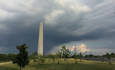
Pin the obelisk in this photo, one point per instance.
(40, 40)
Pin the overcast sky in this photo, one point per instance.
(66, 22)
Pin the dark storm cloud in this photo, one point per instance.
(64, 22)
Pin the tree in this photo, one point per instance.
(108, 56)
(75, 57)
(22, 57)
(80, 56)
(65, 53)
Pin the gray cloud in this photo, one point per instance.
(65, 21)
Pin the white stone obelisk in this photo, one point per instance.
(40, 40)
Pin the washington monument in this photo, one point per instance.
(40, 40)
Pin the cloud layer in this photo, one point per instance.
(80, 21)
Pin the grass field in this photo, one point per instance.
(67, 65)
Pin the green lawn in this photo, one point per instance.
(69, 65)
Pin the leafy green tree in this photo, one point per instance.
(22, 57)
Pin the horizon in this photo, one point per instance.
(88, 25)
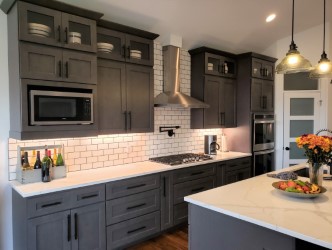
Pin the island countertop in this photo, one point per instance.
(255, 200)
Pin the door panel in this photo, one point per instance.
(111, 97)
(139, 98)
(49, 232)
(301, 116)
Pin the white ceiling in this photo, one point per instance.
(232, 25)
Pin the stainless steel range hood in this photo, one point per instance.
(171, 96)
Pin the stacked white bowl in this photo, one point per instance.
(105, 47)
(39, 29)
(137, 54)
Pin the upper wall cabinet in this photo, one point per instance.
(124, 47)
(47, 26)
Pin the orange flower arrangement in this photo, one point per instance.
(317, 148)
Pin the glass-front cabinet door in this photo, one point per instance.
(111, 44)
(38, 24)
(79, 33)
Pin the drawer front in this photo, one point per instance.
(180, 213)
(191, 187)
(48, 203)
(135, 185)
(88, 195)
(129, 231)
(193, 173)
(129, 207)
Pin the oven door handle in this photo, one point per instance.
(264, 121)
(264, 152)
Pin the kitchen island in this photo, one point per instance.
(251, 214)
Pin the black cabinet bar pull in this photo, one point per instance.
(136, 186)
(76, 226)
(196, 173)
(67, 69)
(51, 204)
(68, 227)
(66, 35)
(135, 230)
(89, 196)
(129, 117)
(60, 68)
(59, 33)
(197, 189)
(164, 180)
(136, 206)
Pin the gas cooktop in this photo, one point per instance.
(181, 158)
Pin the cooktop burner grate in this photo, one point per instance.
(181, 158)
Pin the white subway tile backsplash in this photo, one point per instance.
(109, 150)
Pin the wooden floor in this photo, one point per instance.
(175, 240)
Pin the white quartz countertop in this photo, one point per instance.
(255, 200)
(106, 174)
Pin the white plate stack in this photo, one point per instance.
(74, 37)
(137, 54)
(38, 29)
(105, 47)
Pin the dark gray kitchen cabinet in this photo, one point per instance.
(213, 82)
(262, 95)
(125, 44)
(49, 63)
(73, 219)
(125, 97)
(60, 25)
(166, 201)
(233, 171)
(262, 69)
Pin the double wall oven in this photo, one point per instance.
(263, 138)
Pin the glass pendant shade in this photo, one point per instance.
(323, 69)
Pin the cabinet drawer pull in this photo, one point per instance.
(197, 173)
(135, 230)
(51, 204)
(60, 68)
(197, 189)
(68, 227)
(76, 226)
(136, 186)
(89, 196)
(59, 33)
(136, 206)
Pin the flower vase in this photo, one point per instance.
(316, 173)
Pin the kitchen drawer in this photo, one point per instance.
(191, 187)
(192, 173)
(129, 231)
(88, 195)
(180, 213)
(48, 203)
(132, 206)
(130, 186)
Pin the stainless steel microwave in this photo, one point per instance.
(60, 107)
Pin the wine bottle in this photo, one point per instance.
(55, 157)
(26, 165)
(38, 163)
(59, 160)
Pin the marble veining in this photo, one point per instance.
(256, 201)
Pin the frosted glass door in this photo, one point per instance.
(301, 116)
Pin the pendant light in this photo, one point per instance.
(324, 67)
(294, 62)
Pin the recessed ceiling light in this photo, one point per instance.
(270, 18)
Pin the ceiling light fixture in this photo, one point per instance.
(270, 18)
(294, 62)
(324, 67)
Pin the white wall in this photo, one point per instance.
(5, 190)
(309, 44)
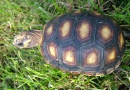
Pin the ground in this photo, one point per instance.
(25, 68)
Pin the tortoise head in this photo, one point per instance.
(28, 39)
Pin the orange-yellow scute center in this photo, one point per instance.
(92, 58)
(106, 33)
(111, 55)
(69, 57)
(52, 50)
(84, 30)
(121, 40)
(49, 30)
(65, 29)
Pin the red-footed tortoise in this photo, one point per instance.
(78, 42)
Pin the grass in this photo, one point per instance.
(25, 69)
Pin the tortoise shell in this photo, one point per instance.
(83, 42)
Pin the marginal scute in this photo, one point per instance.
(52, 49)
(106, 33)
(111, 55)
(69, 56)
(91, 57)
(84, 30)
(49, 30)
(65, 29)
(121, 40)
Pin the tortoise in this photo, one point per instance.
(78, 42)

SHORT TASK - Using the material above, retype each entry exactly and omit the pictures.

RESPONSE BELOW -
Pin the obelisk in this photo, one point per instance.
(40, 40)
Pin the overcast sky in this photo, one point per instance.
(66, 22)
Pin the dark storm cloud in this photo, one point per instance.
(64, 22)
Pin the tree in this photo, one point per instance.
(108, 56)
(75, 57)
(22, 57)
(80, 56)
(65, 53)
Pin the gray cloud in this photo, one point per instance.
(65, 21)
Pin the white stone obelisk in this photo, one point per instance.
(40, 40)
Pin the washington monument in this photo, one point per instance.
(40, 40)
Pin the cloud layer in this photo, one point per instance.
(80, 21)
Pin the grass field in this photo, one point per instance.
(67, 65)
Pin the green lawn in this photo, one point per instance.
(69, 65)
Pin the leafy green tree in this photo, one point per instance.
(22, 57)
Pin the horizon in this photo, one point per instance.
(88, 25)
Pin the island countertop in this photo, one point per instance.
(255, 200)
Pin the door panel in this photo, one point per instance.
(111, 97)
(139, 98)
(49, 232)
(301, 116)
Pin the white ceiling in this photo, one point per instance.
(232, 25)
Pin the stainless steel range hood in this photo, one point per instance.
(171, 96)
Pin the stacked white bowl in this photo, one point per instance.
(105, 47)
(39, 29)
(137, 54)
Pin the upper wall cabinet in this photo, one point per instance.
(124, 47)
(47, 26)
Pin the orange flower arrangement in this photo, one point per instance.
(317, 148)
Pin the glass-front cabinet door in this photo, one point per instance.
(111, 44)
(38, 24)
(79, 33)
Pin the drawer front in this photo, one point per instance.
(180, 213)
(191, 187)
(48, 203)
(135, 185)
(88, 195)
(129, 231)
(193, 173)
(129, 207)
Pin the oven door handle in this photo, one point per instance.
(264, 121)
(264, 152)
Pin the kitchen island in this photo, one point per instance.
(251, 214)
Pin the black cabinet bar pull in this photo, one point per instance.
(136, 186)
(76, 226)
(196, 173)
(67, 69)
(51, 204)
(68, 227)
(66, 35)
(135, 230)
(89, 196)
(129, 117)
(60, 68)
(59, 33)
(197, 189)
(164, 180)
(136, 206)
Pin the gas cooktop in this photo, one point per instance.
(181, 158)
Pin the cooktop burner grate in this photo, one point per instance.
(181, 158)
Pin the white subway tile backsplash in this photo, one point per instance.
(109, 150)
Pin the wooden floor in this photo, one point per instance.
(175, 240)
Pin the white quartz countertop in this photo, one point per instance.
(255, 200)
(106, 174)
Pin the white plate stack in this photo, one point per instance.
(74, 37)
(137, 54)
(38, 29)
(105, 47)
Pin the dark gray kitchen cabinet in this photo, one point per instance.
(213, 82)
(262, 95)
(125, 44)
(49, 63)
(73, 219)
(125, 97)
(60, 25)
(166, 201)
(233, 171)
(262, 69)
Pin the double wall oven in this photo, one point per instance.
(263, 138)
Pin the glass pendant shade in this photo, one point per instance.
(323, 69)
Pin the cabinet drawer pull in this photo, one point per instance.
(197, 173)
(135, 230)
(51, 204)
(60, 68)
(197, 189)
(68, 227)
(76, 226)
(136, 186)
(89, 196)
(59, 33)
(136, 206)
Pin the flower vase in this photo, one point per instance.
(316, 173)
Pin the kitchen drawer in this photo, one point per instance.
(191, 187)
(192, 173)
(129, 231)
(88, 195)
(180, 213)
(48, 203)
(132, 206)
(130, 186)
Pin the stainless steel microwave in this photo, one point per instance.
(60, 107)
Pin the wine bottle in this photo, one point per instance.
(55, 157)
(26, 165)
(38, 163)
(59, 160)
Pin the marble veining in this photo, one point per instance.
(256, 201)
Pin the frosted glass door in this photo, one point per instance.
(301, 116)
Pin the pendant light in this photo, one point per instance.
(324, 67)
(294, 62)
Pin the recessed ceiling light in this photo, one point per instance.
(270, 18)
Pin the ceiling light fixture in this photo, one point per instance.
(270, 18)
(294, 62)
(324, 67)
Pin the white wall in this photo, one point per instance.
(5, 190)
(309, 44)
Pin the ground in this photo, one point per instance.
(25, 68)
Pin the tortoise head in this photo, one point per instance.
(28, 39)
Pin the orange-yellow scute center in this photo, one point per instance.
(92, 58)
(106, 33)
(111, 55)
(69, 57)
(52, 50)
(84, 30)
(121, 40)
(49, 30)
(65, 29)
Pin the red-footed tortoise in this photo, one point per instance.
(78, 42)
Pin the grass in this photo, one point per instance.
(25, 69)
Pin the tortoise shell in this photo, one point per instance.
(83, 42)
Pin the marginal scute in this photo, one point per instance.
(52, 49)
(106, 33)
(111, 55)
(69, 56)
(91, 57)
(84, 30)
(49, 30)
(65, 29)
(121, 40)
Pin the tortoise in this photo, one point per instance.
(78, 42)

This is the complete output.